##### TEXT SECTION
So Lucky: A Novel
- Author: Nicola Griffith
- Language: English
- Genre: Science fiction novel
- Publisher: MCD x FSG Originals
- Publication date: May 15, 2018
- Publication place: United States
- Media type: Print (Paperback, Hardcover); Audiobook
- Pages: 192
- ISBN: 9780374265922

= So Lucky (novel) =

2018 autobiographical novel by Nicola Griffith

So Lucky: A Novel is an autobiographical novel by Nicola Griffith, published May 15, 2018 by MCD x FSG Originals. The book follows Mara Tagarelli as she is diagnosed with multiple sclerosis (MS) and must step down from her role as director for a multi-million AIDS organization. All the while, a serial killer is targeting individuals with MS.
##########
##### DATA FOR ANALYSIS
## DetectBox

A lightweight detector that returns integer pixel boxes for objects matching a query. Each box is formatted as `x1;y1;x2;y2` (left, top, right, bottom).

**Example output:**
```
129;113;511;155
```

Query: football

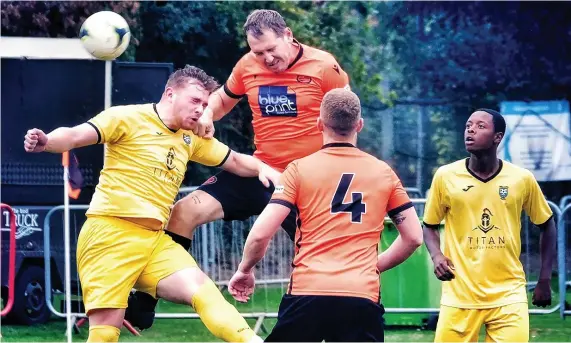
79;11;131;61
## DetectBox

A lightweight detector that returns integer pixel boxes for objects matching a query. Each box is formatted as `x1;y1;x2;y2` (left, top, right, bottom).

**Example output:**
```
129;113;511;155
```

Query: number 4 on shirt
331;174;367;223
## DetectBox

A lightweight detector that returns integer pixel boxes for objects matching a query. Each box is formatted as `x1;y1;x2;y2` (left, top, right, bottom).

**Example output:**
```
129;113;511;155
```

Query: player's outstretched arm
423;223;455;281
221;151;281;187
377;207;422;273
228;204;291;302
532;217;557;307
24;123;99;153
193;87;240;138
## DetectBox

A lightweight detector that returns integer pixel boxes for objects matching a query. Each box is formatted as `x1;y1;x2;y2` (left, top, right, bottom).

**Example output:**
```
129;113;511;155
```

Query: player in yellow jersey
423;109;556;342
24;66;279;342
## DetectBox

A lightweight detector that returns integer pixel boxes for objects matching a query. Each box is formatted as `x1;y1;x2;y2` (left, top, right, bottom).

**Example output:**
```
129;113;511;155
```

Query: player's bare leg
166;190;224;242
157;267;262;342
125;190;224;330
87;308;125;342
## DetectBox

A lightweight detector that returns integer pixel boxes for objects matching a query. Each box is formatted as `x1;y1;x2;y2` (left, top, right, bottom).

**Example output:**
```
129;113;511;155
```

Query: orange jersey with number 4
224;42;349;170
270;143;412;302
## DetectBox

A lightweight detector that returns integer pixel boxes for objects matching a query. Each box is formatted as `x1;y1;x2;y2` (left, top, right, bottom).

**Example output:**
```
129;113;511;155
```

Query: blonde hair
321;88;361;136
166;64;220;93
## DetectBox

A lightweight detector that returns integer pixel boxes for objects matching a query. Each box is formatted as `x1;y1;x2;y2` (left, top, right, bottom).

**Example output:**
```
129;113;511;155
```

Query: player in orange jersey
127;10;349;328
228;89;422;342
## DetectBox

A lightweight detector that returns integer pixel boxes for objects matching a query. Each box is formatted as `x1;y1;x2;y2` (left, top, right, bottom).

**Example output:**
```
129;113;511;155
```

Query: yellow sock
192;279;255;342
87;325;121;342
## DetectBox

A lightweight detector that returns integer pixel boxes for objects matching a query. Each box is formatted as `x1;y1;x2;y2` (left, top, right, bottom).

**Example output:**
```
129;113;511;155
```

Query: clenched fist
24;129;48;152
432;254;456;281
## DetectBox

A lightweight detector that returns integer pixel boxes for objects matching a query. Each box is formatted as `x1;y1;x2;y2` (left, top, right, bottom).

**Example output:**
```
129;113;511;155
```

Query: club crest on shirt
182;133;190;145
498;186;508;200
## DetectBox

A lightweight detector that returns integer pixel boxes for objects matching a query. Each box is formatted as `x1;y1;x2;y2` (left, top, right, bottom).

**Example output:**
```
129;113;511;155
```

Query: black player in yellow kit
423;109;556;342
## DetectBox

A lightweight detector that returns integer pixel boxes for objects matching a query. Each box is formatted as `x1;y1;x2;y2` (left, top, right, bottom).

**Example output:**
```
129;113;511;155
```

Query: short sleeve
523;172;553;225
224;57;246;99
270;162;299;209
321;58;349;94
423;169;446;227
386;169;413;217
87;107;129;144
189;135;231;167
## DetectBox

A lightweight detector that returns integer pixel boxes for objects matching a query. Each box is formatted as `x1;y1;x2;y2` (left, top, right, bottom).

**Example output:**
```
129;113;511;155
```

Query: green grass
1;287;571;342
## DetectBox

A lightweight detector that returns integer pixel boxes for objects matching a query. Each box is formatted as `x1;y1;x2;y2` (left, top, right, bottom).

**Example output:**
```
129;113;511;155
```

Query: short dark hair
321;88;361;137
476;108;506;133
244;10;287;38
167;64;220;93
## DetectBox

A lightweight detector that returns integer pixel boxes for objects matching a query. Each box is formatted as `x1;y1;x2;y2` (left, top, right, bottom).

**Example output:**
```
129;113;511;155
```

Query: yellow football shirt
423;159;552;309
87;104;230;226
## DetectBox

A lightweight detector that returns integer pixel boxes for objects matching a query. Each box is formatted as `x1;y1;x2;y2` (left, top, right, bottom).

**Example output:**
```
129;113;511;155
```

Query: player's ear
357;118;365;132
284;27;293;43
316;117;323;132
494;132;504;145
165;87;176;102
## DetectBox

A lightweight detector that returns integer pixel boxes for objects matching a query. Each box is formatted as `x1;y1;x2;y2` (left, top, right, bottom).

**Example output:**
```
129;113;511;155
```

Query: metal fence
32;188;571;331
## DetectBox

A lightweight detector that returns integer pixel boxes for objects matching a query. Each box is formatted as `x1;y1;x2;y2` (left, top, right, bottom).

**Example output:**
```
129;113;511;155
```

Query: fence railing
0;204;16;317
35;191;571;330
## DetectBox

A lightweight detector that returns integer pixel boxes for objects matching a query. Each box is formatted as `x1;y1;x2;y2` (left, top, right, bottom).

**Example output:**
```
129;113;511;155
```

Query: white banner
499;101;571;181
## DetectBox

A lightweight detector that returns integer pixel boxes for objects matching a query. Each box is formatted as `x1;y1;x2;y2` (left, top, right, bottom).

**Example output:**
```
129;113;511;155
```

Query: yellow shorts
434;303;529;342
77;216;197;312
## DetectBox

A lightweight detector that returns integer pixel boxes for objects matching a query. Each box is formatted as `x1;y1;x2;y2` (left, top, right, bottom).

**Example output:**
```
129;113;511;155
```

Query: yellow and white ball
79;11;131;61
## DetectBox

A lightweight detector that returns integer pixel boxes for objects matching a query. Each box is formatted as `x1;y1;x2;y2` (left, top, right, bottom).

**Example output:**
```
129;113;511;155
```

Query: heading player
24;66;279;342
229;89;422;342
424;109;556;342
127;10;349;328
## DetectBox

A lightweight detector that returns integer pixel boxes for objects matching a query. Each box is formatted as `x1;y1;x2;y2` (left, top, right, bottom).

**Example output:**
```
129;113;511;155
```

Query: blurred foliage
1;1;571;188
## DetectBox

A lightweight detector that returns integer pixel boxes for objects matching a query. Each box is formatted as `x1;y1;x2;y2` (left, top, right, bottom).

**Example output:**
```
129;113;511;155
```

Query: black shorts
198;170;297;241
265;294;385;342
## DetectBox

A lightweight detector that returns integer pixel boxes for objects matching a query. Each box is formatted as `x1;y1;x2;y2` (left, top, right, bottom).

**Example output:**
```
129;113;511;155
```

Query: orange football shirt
224;41;349;171
270;143;412;302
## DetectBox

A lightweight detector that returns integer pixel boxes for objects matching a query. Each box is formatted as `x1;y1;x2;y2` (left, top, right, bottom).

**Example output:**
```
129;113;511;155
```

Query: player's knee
88;308;125;328
173;192;222;231
87;325;121;342
157;267;212;305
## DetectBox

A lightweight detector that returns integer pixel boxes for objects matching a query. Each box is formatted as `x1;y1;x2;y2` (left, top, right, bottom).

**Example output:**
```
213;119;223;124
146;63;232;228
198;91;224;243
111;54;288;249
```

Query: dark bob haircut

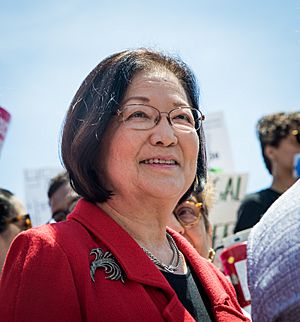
61;48;206;202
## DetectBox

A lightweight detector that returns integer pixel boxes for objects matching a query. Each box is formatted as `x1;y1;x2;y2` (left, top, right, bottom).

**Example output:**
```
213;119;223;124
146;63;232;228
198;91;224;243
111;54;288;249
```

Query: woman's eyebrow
123;96;150;104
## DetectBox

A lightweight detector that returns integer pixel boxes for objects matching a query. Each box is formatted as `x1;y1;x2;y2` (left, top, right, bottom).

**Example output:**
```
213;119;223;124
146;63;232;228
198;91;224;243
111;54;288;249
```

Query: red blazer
0;200;248;322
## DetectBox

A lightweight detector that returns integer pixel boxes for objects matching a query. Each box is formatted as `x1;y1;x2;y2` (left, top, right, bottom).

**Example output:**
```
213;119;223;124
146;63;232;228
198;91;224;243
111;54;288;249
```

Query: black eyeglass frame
115;103;205;132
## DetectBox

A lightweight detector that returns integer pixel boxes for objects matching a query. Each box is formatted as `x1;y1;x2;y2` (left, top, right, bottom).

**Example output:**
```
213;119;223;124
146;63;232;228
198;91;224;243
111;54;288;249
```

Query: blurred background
0;0;300;205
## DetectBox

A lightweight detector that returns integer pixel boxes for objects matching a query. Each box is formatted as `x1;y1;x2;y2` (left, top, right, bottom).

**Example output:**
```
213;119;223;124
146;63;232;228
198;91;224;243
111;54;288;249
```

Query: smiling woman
0;49;247;322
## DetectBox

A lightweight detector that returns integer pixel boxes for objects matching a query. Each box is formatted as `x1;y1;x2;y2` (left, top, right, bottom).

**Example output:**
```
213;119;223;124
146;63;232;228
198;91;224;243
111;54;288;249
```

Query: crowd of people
0;48;300;322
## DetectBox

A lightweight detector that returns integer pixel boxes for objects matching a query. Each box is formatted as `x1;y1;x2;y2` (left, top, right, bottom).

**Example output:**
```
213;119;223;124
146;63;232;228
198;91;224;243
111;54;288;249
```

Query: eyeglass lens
120;104;204;132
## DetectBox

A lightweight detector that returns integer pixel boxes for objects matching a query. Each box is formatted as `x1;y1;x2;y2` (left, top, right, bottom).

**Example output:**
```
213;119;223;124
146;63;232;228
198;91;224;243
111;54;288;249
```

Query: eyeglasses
291;130;300;144
174;200;203;229
117;104;205;132
6;214;32;230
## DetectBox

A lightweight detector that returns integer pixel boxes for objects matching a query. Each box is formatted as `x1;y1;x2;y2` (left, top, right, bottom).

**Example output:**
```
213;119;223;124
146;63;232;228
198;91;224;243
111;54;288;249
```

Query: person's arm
0;230;81;322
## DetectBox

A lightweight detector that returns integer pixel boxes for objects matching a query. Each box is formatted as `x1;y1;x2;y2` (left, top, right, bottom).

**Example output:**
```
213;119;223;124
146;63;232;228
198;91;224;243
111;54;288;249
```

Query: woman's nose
150;115;178;146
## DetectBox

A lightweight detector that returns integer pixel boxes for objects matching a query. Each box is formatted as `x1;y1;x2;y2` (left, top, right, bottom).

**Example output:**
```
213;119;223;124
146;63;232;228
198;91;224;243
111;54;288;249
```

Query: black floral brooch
90;248;125;283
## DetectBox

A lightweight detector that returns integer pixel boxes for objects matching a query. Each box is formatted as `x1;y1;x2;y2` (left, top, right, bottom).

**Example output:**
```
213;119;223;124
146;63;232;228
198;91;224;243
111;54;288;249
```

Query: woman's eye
173;114;193;124
127;111;149;120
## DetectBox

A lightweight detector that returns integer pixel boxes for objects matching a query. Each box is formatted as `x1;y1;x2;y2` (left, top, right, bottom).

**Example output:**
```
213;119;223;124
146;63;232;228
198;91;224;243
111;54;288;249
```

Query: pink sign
0;106;10;152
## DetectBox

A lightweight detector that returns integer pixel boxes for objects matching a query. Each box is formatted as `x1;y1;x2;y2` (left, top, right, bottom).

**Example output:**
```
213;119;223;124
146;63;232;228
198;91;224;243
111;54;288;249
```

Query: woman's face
99;70;199;200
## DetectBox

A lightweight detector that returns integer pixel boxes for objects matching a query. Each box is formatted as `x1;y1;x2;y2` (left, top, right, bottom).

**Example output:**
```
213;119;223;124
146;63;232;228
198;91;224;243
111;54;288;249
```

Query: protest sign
24;168;62;226
0;106;11;153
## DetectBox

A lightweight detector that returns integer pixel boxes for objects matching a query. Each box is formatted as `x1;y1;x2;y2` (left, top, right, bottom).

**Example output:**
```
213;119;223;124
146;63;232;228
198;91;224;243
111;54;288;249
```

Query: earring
207;248;216;263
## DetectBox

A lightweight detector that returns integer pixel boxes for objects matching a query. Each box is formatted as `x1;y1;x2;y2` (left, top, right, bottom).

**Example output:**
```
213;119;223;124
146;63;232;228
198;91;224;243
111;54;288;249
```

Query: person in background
48;172;79;223
0;188;31;276
168;182;215;262
0;49;248;322
234;112;300;233
247;180;300;322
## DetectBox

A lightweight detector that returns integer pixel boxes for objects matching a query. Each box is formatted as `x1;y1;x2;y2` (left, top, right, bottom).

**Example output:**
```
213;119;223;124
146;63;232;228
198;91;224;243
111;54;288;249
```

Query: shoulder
247;181;300;319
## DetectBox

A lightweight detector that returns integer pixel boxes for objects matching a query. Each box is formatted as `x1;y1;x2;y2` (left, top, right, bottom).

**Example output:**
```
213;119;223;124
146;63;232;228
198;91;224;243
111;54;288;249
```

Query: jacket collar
67;199;175;297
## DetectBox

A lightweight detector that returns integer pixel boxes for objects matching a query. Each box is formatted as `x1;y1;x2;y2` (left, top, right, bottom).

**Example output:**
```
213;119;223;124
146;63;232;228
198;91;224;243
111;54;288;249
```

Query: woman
0;49;247;322
168;183;215;262
0;188;31;276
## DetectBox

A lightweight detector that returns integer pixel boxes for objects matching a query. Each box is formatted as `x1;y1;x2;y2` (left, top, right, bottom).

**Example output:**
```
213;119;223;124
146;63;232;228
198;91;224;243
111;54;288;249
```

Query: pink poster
0;106;10;152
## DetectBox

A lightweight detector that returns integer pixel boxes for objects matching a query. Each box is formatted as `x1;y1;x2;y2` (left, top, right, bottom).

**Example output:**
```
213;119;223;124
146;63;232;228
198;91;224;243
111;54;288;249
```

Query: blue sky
0;0;300;203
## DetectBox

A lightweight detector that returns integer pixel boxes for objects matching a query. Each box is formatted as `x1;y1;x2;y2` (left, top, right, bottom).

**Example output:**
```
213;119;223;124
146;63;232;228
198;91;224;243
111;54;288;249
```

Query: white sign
203;112;234;172
0;106;11;152
209;173;248;247
24;168;63;226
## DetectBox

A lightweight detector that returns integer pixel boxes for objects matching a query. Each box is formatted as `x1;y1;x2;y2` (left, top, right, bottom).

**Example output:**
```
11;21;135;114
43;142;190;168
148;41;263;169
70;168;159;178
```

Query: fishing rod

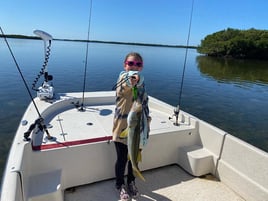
78;0;92;112
0;26;53;141
170;0;194;126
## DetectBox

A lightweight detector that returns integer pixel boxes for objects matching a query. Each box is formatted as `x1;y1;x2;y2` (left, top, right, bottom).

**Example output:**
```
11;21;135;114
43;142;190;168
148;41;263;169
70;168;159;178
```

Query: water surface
0;38;268;182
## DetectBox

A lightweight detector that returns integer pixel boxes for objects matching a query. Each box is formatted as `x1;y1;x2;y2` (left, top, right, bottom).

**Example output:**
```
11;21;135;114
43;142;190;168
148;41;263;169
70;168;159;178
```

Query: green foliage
197;28;268;59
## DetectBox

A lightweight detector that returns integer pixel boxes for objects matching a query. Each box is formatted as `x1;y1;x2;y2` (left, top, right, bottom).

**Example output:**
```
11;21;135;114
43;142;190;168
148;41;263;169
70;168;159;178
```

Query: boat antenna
172;0;194;126
0;26;53;141
78;0;92;111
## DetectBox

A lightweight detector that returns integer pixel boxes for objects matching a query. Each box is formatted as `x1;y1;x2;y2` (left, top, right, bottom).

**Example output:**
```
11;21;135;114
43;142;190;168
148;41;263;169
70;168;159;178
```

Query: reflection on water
0;39;268;184
196;56;268;85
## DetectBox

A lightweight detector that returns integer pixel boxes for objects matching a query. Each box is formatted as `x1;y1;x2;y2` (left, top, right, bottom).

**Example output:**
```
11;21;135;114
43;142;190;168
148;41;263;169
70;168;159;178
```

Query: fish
120;101;147;181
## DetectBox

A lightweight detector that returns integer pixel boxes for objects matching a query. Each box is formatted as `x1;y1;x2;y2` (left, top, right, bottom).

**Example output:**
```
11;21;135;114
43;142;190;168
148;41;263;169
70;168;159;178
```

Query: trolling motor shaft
32;30;54;100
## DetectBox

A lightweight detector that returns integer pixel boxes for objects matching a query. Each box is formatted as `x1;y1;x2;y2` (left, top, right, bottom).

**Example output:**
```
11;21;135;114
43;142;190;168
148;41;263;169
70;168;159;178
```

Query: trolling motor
169;105;180;126
32;30;54;100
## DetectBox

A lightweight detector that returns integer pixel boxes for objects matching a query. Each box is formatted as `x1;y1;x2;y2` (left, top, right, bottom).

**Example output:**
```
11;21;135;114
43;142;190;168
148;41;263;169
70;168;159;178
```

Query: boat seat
28;170;63;201
179;145;213;176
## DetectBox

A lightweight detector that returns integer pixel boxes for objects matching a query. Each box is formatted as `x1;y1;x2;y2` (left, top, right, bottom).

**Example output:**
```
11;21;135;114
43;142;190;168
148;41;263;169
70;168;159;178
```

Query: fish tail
119;128;128;138
134;169;145;181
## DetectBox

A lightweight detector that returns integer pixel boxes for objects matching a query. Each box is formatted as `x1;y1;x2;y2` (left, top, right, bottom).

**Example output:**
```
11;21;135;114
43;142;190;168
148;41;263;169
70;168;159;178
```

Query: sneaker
128;181;139;199
119;185;129;201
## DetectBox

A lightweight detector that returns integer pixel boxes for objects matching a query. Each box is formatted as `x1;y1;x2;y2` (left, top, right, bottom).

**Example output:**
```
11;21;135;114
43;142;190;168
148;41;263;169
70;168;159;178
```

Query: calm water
0;38;268;181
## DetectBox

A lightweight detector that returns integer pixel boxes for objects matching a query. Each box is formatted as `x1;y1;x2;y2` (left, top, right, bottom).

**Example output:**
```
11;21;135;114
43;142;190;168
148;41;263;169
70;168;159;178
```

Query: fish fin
119;128;128;138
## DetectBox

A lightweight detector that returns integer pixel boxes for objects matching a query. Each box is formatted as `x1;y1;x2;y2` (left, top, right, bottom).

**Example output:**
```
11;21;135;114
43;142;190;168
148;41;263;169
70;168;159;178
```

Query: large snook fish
120;101;149;181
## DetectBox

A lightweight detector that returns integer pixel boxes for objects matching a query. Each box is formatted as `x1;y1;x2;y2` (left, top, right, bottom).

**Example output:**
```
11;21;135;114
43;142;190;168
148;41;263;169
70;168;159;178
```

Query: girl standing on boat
113;52;150;200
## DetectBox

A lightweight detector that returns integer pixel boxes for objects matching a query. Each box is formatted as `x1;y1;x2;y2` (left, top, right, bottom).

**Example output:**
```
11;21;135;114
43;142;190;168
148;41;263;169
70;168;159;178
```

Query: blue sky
0;0;268;45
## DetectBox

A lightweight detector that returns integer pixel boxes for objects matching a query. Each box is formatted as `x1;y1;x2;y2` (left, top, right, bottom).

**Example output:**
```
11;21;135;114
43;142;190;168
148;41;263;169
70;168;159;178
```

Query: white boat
1;32;268;201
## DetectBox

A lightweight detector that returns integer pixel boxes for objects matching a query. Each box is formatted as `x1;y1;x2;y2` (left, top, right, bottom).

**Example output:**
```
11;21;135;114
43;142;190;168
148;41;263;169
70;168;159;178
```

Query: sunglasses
125;61;143;67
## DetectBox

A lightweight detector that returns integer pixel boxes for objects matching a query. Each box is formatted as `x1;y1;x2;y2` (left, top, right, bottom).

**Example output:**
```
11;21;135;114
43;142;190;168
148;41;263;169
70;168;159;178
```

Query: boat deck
64;165;245;201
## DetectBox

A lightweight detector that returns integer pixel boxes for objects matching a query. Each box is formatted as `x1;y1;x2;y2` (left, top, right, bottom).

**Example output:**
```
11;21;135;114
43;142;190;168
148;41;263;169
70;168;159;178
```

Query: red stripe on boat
32;136;112;151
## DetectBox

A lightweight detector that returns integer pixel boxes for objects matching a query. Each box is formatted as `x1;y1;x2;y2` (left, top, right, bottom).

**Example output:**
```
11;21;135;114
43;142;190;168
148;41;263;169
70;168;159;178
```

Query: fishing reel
32;30;54;100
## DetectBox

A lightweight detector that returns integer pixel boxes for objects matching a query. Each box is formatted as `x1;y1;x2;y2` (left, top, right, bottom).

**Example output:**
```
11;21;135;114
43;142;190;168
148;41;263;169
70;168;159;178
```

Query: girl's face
124;56;143;71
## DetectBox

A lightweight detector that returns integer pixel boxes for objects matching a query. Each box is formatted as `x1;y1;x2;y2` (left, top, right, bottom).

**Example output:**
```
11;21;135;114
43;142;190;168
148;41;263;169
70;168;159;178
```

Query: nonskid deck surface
36;102;189;150
64;165;245;201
##########
» **DIRECTIONS**
1. Name every format the So Lucky entry lists for the book, one per line.
2. Please write out the part of the So Lucky entry starting with "2018 autobiographical novel" and going on through "individuals with MS.", word for word.
3. Answer these from the So Lucky entry:
(a) How many pages does the book have?
(b) What is Mara Tagarelli diagnosed with?
(c) Who published the book?

» **YOUR WRITTEN ANSWERS**
1.
Paperback
Hardcover
Audiobook

2.
2018 autobiographical novel by Nicola Griffith

So Lucky: A Novel is an autobiographical novel by Nicola Griffith, published May 15, 2018 by MCD x FSG Originals. The book follows Mara Tagarelli as she is diagnosed with multiple sclerosis (MS) and must step down from her role as director for a multi-million AIDS organization. All the while, a serial killer is targeting individuals with MS.

3.
(a) 192
(b) Multiple sclerosis (MS)
(c) MCD x FSG Originals